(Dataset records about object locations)
════════════════════
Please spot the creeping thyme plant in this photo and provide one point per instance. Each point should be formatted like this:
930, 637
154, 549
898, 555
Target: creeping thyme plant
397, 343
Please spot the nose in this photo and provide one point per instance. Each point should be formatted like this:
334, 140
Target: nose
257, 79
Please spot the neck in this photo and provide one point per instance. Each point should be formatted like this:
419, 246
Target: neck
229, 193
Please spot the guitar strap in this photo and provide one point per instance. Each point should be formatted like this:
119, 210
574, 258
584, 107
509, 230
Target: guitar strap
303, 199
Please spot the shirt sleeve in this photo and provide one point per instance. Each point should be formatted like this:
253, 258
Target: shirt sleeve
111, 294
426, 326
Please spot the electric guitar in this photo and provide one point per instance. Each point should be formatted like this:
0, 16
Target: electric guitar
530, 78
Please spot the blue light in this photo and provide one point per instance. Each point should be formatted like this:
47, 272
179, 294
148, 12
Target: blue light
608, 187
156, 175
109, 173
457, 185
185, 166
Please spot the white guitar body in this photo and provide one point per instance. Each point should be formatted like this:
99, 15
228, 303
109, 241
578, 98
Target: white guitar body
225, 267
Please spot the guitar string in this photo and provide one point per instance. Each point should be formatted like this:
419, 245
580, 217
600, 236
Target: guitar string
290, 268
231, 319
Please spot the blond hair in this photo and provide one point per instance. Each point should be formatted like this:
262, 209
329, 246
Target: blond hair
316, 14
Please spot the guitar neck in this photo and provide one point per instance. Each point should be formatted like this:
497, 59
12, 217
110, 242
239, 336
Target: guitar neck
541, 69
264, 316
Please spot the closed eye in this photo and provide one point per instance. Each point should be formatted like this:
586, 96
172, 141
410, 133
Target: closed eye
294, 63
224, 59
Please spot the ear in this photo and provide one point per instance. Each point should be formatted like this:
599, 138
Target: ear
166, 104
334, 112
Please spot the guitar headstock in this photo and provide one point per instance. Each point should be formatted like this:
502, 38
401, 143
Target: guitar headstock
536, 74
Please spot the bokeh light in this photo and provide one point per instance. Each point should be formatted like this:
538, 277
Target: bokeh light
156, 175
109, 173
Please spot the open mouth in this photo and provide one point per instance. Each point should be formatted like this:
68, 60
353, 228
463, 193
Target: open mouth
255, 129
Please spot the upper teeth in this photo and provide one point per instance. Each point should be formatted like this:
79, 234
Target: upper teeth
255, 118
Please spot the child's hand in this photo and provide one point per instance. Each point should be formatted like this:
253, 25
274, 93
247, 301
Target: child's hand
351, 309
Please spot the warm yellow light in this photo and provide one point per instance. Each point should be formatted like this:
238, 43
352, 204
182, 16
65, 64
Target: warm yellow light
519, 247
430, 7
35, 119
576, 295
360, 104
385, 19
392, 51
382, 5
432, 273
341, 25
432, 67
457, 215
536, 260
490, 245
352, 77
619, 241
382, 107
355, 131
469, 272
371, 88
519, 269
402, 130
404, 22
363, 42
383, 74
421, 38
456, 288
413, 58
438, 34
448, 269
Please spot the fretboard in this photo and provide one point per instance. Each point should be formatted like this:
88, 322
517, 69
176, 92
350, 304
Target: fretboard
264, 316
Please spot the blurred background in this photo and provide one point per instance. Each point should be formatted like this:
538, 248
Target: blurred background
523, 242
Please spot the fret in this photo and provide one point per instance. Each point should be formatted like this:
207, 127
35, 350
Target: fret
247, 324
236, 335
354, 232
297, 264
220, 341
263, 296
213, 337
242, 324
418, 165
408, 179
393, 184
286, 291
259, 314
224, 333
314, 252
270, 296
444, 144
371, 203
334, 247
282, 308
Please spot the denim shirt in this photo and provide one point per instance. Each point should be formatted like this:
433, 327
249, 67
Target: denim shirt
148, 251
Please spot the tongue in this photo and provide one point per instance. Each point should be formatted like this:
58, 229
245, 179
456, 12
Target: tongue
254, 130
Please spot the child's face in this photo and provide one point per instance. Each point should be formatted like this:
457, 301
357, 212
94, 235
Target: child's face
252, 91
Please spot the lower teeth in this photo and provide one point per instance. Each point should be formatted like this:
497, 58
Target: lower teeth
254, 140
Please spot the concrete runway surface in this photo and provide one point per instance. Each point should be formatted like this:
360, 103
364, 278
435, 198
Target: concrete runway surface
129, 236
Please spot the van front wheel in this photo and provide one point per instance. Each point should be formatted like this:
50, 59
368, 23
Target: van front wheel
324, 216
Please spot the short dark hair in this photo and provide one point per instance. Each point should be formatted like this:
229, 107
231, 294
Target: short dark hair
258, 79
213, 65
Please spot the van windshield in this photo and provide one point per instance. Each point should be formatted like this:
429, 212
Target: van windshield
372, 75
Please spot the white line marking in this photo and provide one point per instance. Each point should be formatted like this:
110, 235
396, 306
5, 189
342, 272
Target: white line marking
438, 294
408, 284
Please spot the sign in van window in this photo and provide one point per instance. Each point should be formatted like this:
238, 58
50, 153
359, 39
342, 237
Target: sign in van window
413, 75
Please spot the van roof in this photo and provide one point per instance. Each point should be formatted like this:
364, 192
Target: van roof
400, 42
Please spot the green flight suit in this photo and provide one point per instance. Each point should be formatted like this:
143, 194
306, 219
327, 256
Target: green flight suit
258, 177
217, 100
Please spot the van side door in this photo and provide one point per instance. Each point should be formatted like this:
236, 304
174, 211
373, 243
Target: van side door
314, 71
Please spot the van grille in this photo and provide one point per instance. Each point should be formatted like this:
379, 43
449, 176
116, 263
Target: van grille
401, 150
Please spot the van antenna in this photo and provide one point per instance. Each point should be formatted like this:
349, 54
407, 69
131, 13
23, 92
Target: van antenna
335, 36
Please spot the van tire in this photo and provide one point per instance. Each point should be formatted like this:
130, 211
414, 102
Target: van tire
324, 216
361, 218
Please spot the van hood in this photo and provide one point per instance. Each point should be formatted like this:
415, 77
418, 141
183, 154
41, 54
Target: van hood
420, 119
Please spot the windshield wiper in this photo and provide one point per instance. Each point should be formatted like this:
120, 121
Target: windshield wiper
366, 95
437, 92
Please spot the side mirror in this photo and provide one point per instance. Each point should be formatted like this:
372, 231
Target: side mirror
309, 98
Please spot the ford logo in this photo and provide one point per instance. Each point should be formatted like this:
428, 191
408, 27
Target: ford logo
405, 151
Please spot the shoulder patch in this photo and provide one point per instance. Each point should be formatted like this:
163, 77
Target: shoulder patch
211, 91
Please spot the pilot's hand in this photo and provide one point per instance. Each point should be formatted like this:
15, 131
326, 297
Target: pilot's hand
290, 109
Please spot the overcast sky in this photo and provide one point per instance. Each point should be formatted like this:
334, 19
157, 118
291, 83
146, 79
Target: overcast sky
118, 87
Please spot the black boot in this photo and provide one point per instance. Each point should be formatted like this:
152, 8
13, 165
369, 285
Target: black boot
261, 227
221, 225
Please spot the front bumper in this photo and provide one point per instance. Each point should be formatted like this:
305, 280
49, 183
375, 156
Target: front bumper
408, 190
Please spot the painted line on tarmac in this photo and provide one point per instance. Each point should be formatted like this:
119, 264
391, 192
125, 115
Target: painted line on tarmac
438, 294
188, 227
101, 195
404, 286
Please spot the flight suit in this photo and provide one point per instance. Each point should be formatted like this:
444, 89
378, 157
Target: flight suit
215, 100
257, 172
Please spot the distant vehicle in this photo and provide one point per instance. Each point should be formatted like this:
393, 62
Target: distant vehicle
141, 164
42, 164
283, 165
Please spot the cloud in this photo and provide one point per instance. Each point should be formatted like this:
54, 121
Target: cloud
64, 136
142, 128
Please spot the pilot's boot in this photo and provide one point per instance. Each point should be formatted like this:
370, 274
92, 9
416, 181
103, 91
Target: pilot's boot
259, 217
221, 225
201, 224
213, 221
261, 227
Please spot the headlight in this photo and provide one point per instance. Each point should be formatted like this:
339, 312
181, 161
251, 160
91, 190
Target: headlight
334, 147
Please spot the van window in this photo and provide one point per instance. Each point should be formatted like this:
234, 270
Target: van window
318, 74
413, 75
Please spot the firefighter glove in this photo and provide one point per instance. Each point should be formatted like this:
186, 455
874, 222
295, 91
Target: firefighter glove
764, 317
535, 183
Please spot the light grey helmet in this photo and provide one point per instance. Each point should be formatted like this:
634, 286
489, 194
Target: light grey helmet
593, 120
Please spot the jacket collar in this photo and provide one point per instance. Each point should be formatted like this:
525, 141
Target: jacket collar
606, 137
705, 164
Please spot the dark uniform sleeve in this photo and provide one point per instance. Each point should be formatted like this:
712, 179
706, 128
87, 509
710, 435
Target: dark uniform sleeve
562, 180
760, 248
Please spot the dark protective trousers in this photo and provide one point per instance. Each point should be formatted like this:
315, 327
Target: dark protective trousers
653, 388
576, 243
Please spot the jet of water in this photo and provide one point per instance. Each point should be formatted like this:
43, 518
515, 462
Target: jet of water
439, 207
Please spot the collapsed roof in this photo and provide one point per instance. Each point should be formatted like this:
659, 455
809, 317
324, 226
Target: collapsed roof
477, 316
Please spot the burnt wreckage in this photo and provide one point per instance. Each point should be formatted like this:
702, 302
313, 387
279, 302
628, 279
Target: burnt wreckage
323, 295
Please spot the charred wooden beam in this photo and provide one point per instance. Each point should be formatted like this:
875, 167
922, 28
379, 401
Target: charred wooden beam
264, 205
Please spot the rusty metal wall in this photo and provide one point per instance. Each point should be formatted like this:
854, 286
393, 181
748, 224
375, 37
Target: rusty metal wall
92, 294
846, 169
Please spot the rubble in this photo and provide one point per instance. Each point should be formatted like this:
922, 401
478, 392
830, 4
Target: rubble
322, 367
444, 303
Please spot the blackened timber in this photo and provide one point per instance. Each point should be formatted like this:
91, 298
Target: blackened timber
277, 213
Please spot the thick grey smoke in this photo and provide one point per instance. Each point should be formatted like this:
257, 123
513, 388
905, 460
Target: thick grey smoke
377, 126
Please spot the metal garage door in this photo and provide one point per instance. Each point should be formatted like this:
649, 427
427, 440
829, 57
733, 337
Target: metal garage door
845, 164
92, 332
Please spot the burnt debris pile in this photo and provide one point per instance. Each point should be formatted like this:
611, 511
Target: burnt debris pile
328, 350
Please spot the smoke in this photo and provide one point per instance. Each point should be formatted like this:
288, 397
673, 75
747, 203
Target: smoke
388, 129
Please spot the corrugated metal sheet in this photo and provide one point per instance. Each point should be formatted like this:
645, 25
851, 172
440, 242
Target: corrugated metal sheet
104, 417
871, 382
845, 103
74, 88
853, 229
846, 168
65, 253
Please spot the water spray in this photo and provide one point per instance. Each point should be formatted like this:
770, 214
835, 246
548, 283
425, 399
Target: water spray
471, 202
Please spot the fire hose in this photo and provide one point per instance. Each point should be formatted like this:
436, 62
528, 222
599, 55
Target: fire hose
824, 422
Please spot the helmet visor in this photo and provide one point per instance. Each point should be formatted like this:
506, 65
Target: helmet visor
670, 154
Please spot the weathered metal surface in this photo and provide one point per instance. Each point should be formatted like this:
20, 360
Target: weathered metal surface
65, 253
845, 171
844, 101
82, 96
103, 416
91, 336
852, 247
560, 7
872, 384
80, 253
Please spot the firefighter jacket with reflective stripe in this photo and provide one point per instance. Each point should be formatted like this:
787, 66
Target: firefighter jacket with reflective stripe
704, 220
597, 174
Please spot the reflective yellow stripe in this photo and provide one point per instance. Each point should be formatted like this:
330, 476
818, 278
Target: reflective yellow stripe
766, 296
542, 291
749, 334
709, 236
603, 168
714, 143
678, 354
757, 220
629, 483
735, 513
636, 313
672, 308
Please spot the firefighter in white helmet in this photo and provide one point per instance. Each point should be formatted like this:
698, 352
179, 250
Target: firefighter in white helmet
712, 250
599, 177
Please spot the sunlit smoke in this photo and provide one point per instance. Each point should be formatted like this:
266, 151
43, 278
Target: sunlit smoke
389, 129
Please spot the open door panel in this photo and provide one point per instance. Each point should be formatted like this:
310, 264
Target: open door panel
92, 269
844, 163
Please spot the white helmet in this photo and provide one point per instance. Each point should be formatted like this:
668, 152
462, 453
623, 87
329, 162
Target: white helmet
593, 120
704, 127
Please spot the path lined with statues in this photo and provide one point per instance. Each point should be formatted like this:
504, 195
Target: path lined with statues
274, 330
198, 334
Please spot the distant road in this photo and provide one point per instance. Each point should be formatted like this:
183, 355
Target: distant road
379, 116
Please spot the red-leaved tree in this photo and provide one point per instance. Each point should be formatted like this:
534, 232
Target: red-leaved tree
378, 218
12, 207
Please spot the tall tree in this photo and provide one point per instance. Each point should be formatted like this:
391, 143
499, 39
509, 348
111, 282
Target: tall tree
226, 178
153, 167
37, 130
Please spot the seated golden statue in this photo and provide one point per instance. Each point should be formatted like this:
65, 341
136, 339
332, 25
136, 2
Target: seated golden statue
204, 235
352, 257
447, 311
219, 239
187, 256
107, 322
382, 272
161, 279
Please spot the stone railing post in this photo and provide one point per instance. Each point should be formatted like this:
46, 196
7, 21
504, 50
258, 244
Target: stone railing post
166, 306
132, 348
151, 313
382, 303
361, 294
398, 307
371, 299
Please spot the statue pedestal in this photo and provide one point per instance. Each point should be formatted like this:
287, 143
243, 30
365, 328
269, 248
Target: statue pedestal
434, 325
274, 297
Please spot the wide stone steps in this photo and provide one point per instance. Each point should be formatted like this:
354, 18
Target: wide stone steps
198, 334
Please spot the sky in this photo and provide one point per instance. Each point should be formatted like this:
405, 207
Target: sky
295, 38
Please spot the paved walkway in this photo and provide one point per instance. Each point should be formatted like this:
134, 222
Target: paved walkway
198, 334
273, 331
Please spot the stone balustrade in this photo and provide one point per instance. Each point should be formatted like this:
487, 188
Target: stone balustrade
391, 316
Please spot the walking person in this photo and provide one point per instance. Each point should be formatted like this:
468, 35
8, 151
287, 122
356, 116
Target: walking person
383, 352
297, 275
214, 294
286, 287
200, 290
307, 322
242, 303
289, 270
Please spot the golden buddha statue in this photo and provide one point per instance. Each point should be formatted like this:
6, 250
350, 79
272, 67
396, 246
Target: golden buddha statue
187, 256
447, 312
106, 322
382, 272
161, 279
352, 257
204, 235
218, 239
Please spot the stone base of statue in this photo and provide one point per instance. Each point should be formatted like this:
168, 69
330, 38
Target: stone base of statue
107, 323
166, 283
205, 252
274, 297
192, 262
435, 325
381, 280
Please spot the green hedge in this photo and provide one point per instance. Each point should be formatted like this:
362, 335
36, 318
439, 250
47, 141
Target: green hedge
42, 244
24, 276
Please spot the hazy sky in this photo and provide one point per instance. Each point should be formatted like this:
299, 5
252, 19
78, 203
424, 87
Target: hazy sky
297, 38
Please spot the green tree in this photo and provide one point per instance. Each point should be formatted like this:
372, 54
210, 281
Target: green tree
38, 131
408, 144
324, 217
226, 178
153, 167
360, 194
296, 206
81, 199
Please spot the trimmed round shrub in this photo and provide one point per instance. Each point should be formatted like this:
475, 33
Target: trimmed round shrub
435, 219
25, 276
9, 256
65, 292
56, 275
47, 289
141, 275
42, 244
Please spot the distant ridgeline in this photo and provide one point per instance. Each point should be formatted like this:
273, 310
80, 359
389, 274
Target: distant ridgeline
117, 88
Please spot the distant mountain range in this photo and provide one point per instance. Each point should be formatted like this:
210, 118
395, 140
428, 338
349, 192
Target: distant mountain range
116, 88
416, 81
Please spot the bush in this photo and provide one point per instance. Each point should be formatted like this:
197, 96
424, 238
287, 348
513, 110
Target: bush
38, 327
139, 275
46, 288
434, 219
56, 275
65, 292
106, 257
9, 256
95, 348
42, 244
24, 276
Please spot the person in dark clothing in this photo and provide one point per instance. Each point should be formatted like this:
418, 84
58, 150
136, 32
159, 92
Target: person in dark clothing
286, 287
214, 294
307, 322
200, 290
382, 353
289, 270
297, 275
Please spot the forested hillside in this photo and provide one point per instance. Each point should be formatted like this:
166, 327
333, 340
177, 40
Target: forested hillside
════════════════════
# Do this
Extract, exactly, the lines above that begin at the line containing "Please spot the green hedge" and end at the final line of the records; add no other text.

# Task response
Please spot the green hedge in this photo and provide one point per instance. Each point should be formatted like this:
362, 335
36, 318
439, 250
47, 141
Target: green hedge
42, 244
24, 276
Please spot the hazy sky in this photo and provide one point per instance. Each point should be formatted like this:
299, 5
252, 19
78, 203
424, 87
Target: hazy sky
297, 38
Please spot the green tree in this photo and provide one point per instance. Each point should be formatted like this:
372, 54
210, 281
Target: green tree
38, 131
408, 144
324, 217
226, 178
153, 167
360, 194
296, 206
81, 199
Please spot the trimmed round shrub in this photo and provide one point per instance. Each point should be formatted like this:
475, 33
Target: trimmed round shrub
435, 219
25, 276
9, 256
65, 292
56, 275
47, 289
141, 275
42, 244
Please spot the distant ridgeline in this photo and provide one point per instance. Each point should be formatted like this:
273, 310
80, 359
389, 274
Target: distant ridgeline
117, 88
Please spot the distant mountain range in this photo and provide one point per instance. Each point should be formatted like this:
210, 118
395, 140
428, 338
349, 192
Target: distant mountain range
116, 88
416, 81
Please spot the bush in this photo and provide one point per instance. Each point should be formatted like this:
197, 96
424, 238
287, 348
513, 110
Target: bush
38, 327
139, 275
46, 288
434, 219
56, 275
65, 292
106, 257
9, 256
95, 348
42, 244
24, 276
Please spot the person in dark clothing in this photo and provide one point per instance. Each point should be formatted like this:
418, 84
58, 150
136, 32
159, 92
Target: person in dark clothing
286, 287
214, 294
307, 322
200, 290
382, 353
289, 270
297, 275
Please spot the forested hillside in this photo and provide one point per instance. Each point should be formatted like this:
166, 327
333, 340
177, 40
Target: forested hillside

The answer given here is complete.